> [Goal] Output the data below in full, byte for byte. Nothing may differ.

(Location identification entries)
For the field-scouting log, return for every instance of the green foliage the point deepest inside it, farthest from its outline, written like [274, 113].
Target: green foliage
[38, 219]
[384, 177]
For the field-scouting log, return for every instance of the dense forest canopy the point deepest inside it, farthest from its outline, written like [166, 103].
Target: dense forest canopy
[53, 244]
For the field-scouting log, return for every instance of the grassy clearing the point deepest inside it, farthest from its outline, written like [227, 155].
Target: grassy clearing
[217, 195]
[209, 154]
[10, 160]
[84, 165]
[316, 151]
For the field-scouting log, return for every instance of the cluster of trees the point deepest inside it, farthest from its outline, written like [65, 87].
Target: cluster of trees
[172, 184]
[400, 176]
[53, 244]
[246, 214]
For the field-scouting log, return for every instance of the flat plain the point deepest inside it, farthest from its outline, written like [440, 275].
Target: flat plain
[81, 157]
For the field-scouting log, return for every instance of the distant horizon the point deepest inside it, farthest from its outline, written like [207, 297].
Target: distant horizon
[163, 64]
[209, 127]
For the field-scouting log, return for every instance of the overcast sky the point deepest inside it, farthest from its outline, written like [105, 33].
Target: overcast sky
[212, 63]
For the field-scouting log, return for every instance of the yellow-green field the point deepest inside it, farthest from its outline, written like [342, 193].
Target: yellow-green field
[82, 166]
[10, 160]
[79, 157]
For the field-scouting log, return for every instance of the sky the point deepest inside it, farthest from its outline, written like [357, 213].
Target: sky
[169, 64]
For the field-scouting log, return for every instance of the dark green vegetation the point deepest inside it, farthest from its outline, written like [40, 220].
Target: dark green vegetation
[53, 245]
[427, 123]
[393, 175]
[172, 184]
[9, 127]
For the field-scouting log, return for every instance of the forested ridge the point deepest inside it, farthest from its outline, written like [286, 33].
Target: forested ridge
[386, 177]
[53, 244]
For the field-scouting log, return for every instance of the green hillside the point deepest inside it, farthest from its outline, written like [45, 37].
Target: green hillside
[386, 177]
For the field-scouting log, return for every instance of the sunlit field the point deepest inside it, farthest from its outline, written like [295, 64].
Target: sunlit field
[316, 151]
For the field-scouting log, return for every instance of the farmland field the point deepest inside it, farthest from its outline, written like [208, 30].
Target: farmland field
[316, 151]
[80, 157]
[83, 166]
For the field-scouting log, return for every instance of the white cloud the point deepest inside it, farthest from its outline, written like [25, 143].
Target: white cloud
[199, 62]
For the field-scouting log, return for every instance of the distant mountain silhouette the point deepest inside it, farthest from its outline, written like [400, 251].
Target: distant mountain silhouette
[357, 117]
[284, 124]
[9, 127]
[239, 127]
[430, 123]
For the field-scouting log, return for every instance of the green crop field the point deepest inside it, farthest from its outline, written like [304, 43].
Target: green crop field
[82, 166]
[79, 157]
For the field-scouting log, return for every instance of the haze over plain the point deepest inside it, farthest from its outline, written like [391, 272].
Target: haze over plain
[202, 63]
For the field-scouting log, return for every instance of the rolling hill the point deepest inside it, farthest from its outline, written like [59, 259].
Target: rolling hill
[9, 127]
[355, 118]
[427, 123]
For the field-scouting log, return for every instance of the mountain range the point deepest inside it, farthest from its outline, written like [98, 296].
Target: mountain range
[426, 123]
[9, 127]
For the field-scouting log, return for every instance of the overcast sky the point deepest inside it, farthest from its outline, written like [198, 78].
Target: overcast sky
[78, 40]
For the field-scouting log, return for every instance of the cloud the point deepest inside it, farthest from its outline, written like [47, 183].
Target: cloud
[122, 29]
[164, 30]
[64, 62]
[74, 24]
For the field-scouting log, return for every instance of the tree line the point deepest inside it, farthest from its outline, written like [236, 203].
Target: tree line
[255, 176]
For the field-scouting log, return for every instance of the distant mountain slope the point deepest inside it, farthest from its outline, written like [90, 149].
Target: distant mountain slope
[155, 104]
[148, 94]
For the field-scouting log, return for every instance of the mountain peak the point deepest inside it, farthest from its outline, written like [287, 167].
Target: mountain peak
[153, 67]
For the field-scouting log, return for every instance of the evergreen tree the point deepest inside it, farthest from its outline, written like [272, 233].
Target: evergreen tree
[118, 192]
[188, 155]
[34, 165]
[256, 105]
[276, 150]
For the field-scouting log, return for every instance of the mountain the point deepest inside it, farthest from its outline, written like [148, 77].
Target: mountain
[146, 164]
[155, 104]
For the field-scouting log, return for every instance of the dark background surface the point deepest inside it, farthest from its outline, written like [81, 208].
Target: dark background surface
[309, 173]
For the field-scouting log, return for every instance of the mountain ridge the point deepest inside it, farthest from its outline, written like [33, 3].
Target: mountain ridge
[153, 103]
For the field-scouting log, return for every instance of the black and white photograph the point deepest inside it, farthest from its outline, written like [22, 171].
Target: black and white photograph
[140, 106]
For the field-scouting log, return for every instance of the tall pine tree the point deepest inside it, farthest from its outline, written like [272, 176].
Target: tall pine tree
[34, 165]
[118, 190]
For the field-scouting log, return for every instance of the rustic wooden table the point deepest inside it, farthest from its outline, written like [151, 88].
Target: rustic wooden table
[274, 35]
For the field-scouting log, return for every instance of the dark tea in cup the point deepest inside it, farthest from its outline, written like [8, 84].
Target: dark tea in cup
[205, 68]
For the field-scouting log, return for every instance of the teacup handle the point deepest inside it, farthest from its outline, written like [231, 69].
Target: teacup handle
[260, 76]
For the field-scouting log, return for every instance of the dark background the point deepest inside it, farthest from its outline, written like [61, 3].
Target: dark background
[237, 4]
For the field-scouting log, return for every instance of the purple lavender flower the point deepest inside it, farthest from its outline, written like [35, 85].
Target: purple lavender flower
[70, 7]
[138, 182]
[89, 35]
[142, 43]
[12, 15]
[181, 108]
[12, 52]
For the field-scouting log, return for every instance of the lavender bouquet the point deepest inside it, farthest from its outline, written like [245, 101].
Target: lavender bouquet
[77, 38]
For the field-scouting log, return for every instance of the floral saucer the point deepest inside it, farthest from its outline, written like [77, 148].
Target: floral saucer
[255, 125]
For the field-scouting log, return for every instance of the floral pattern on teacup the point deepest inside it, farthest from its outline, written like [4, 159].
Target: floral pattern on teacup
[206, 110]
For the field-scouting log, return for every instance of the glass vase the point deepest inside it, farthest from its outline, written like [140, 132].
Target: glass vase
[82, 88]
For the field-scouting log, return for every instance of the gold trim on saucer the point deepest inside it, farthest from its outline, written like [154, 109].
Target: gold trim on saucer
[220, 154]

> [Answer in full]
For the field-scouting log, return for every instance of the green foliage the point deepest inside it, farthest from its outline, written like [274, 113].
Target: green foliage
[38, 219]
[384, 177]
For the field-scouting log, return for every instance of the dense forest canopy the point deepest inside it, farthest from its outline, written like [166, 103].
Target: dense forest canopy
[53, 244]
For the field-scouting log, return for every instance of the grassy clearing the point deepest inside it, farthest from its outline, written like [227, 155].
Target: grassy clearing
[217, 195]
[209, 154]
[10, 160]
[84, 165]
[316, 151]
For the field-scouting log, return for every instance of the cluster of trees the point deepest inside it, farthest from its outline, written like [65, 87].
Target: cluster of trees
[172, 184]
[400, 176]
[53, 244]
[246, 214]
For the field-scouting log, return for every instance of the flat plain the point deepest inside it, farthest from its outline, written like [440, 275].
Target: flat plain
[81, 157]
For the field-scouting log, return for every instance of the distant horizon the point deepest inside it, farthest from its outline, written like [207, 297].
Target: distant horizon
[163, 64]
[209, 127]
For the field-scouting log, return for every instance of the overcast sky the point deepest inside it, farthest from its outline, written like [105, 33].
Target: overcast sky
[212, 63]
For the field-scouting log, return for every instance of the yellow-green field the point deepest inside it, farthest from its outline, written like [342, 193].
Target: yellow-green field
[82, 166]
[10, 160]
[79, 157]
For the field-scouting log, return for every instance of the sky the point deepest inside it, farthest from its outline, written like [357, 213].
Target: sky
[169, 64]
For the field-scouting log, return for every instance of the dark green vegetation the point deepest inside it, farthest from its outline, written like [40, 220].
Target: dark green vegetation
[53, 245]
[427, 123]
[393, 175]
[172, 184]
[9, 127]
For the field-scouting log, return for every instance of the forested ridge the point deepest inside it, farthest from its outline, written like [286, 33].
Target: forested ridge
[386, 177]
[53, 244]
For the field-scouting log, return for every instance of the green hillside the point deepest inside it, farthest from its outline, written like [45, 37].
Target: green hillside
[386, 177]
For the field-scouting log, return for every instance of the sunlit field the point deepest inside it, farthest from its outline, written like [295, 64].
Target: sunlit field
[316, 151]
For the field-scouting log, return for every instance of the farmland field the point deepest inside it, farthest from its outline, written like [208, 30].
Target: farmland field
[316, 151]
[80, 157]
[83, 166]
For the field-scouting log, return for every instance of the white cloud the point deepest inside it, farthest from its outline, written like [25, 143].
Target: white cloud
[199, 62]
For the field-scouting log, return for every instance of the distant mountain silhouette the point deepest inside it, farthest from its outline, written like [400, 251].
Target: distant mountain silhouette
[357, 117]
[284, 124]
[9, 127]
[239, 127]
[430, 123]
For the field-scouting log, return for every instance of the green crop field the point deepest inside it, farthest from its outline, written like [304, 43].
Target: green crop field
[82, 166]
[79, 157]
For the field-scouting log, return for every instance of the haze over plain the point deepest inside it, farthest from its outline, written like [391, 272].
Target: haze over plain
[202, 63]
For the field-scouting log, return for every instance of the rolling hill the point deepest inside it, farthest from its outline, written like [59, 259].
Target: rolling hill
[9, 127]
[355, 118]
[427, 123]
For the field-scouting log, return for every instance of the mountain range the point deepest inside it, farthest from its outline, written like [98, 296].
Target: mountain range
[426, 123]
[9, 127]
For the field-scouting log, return for every instance of the overcast sky the point deepest inside it, farthest from its outline, written like [198, 78].
Target: overcast sky
[78, 40]
For the field-scouting log, return for every instance of the cloud the point deepest inside it, farthest from its outline, written like [47, 183].
Target: cloud
[122, 29]
[164, 30]
[64, 62]
[74, 24]
For the field-scouting log, return for every instance of the tree line the point deepest inside it, farthest from its outline, written like [236, 203].
Target: tree line
[255, 176]
For the field-scouting log, return for every instance of the distant mountain slope the point deepest inside it, farthest from its outline, written like [90, 149].
Target: distant mountain slope
[155, 104]
[148, 94]
For the field-scouting log, return for every instance of the mountain peak the point deepest inside it, farthest from its outline, written like [287, 167].
Target: mountain peak
[153, 67]
For the field-scouting log, return for every instance of the evergreen tree the point deepest inside it, farthest from its outline, written like [272, 233].
Target: evergreen tree
[118, 192]
[188, 155]
[34, 165]
[256, 105]
[276, 150]
For the field-scouting log, return for every instance of the mountain the point deepest inside it, farthest from its outline, written like [148, 77].
Target: mountain
[146, 164]
[155, 104]
For the field-scouting log, return for every instance of the dark background surface the point deepest inside it, farthest from its outline, written like [81, 208].
Target: dark background surface
[309, 173]
For the field-scouting log, return for every instance of the mountain ridge the point deepest inside it, farthest from its outline, written like [33, 3].
Target: mountain ridge
[153, 103]
For the field-scouting log, return for every instance of the black and white photograph the point deepest inside it, farthest from its outline, written like [22, 171].
Target: black and white photograph
[140, 106]
For the field-scouting log, return for every instance of the tall pine tree the point deepest inside it, farthest from its outline, written like [272, 176].
Target: tall pine tree
[34, 165]
[118, 190]
For the field-scouting log, return for every instance of the rustic wooden table the point deepest inside it, farthest from its outline, written like [151, 88].
Target: rustic wooden table
[274, 35]
For the field-scouting log, return for every instance of the dark tea in cup the point deepest inside it, farthest from its outline, written like [8, 84].
Target: dark tea in cup
[205, 68]
For the field-scouting log, return for every instance of the teacup handle the point deepest inside it, farthest from its outline, written like [231, 69].
Target: teacup handle
[260, 76]
For the field-scouting log, return for every instance of the dark background the point deepest inside it, farthest from its outline, written like [61, 3].
Target: dark background
[237, 4]
For the field-scouting log, return for every instance of the purple lavender flower the point deepest inside it, farthest from its outline, written like [35, 85].
Target: purple lavender flower
[70, 7]
[138, 182]
[89, 35]
[142, 43]
[12, 15]
[181, 108]
[12, 52]
For the field-scouting log, return for every instance of the lavender bouquet the point deepest inside it, farthest from its outline, written like [245, 101].
Target: lavender bouquet
[77, 38]
For the field-scouting log, return for every instance of the floral saucer the point deepest inside it, farthest from its outline, written like [77, 148].
Target: floral saucer
[255, 125]
For the field-scouting log, return for every instance of the floral pattern on teacup the point deepest inside it, farthest from its outline, written like [4, 159].
Target: floral pattern on teacup
[206, 110]
For the field-scouting log, return for every instance of the glass vase the point deepest inside it, farthest from its outline, written like [140, 132].
Target: glass vase
[82, 88]
For the field-scouting log, return for every instance of the gold trim on saucer the point deepest inside it, farthest from its outline, written like [154, 109].
Target: gold trim on saucer
[220, 154]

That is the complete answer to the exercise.